EXERCISE PROMPT >> In the commit diff below, list every argument name that appears in the Variable calls.

DOCUMENT TEXT >>
Merge branch 'KW_Variables' into IJM_NSM_nb

Author: imscw95

src/clearwater_modules/nsm1/CBOD/dynamic_variables.py

@@ -1,4 +1,6 @@
-# TODO: figure out imports...
+"""
+File contains dynamic variables related to the CBOD module
+"""
 
 import clearwater_modules.shared.processes as shared_processes
 from clearwater_modules import base
@@ -12,21 +14,21 @@ class Variable(base.Variable):
 
 
 Variable(
-    name='kbod_T',
+    name='kbod_tc',
     long_name='Temperature adjusted oxidation rate',
     units='1/d',
     description='Temperature adjusted oxidation rate',
     use='dynamic',
-    process=processes.kbod_T
+    process=processes.kbod_tc
 )
 
 Variable(
-    name='ksbod_T',
+    name='ksbod_tc',
     long_name='Temperature adjusted sedimentation rate',
     units='m/d',
     description='Temperature adjusted sedimentation rate',
     use='dynamic',
-    process=processes.ksbod_T
+    process=processes.ksbod_tc
 )
 
 Variable(

src/clearwater_modules/nsm1/CBOD/processes.py

@@ -1,52 +1,49 @@
-import numpy as np
+"""
+File contains process to calculate new CBOD concentration and associated dependent variables
+"""
+
 import numba
 import xarray as xr
-from clearwater_modules.shared.processes import (
-    arrhenius_correction,
-)

COLLECTED DATA >>
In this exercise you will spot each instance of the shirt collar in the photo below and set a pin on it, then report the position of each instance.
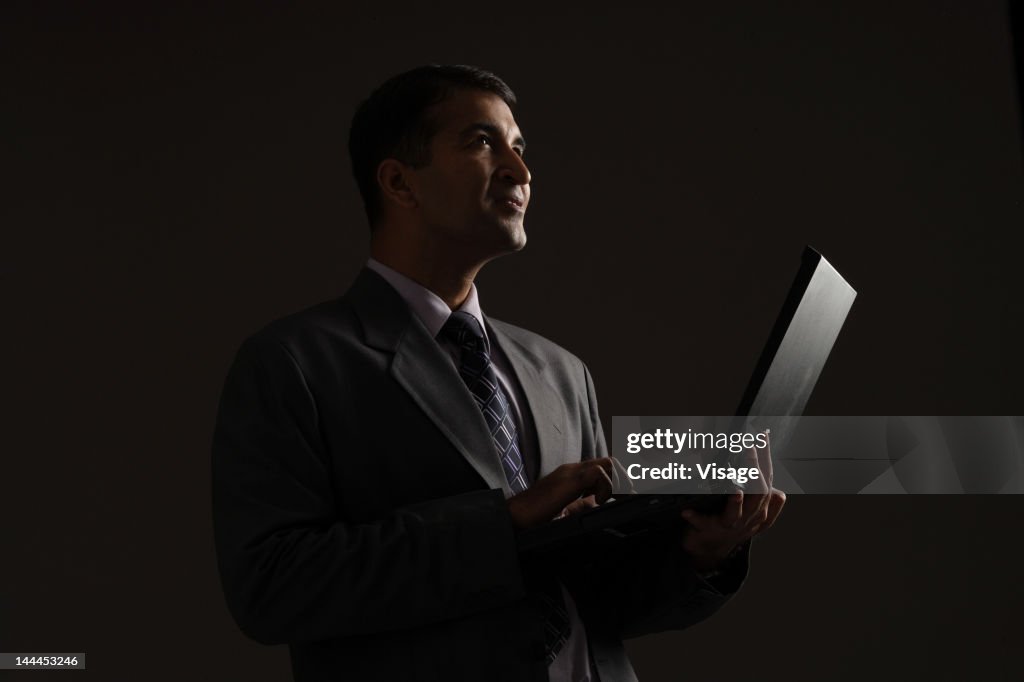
(427, 305)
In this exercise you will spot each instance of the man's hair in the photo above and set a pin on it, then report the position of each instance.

RESULT OF THIS EXERCISE >> name, long_name, units, description, use, process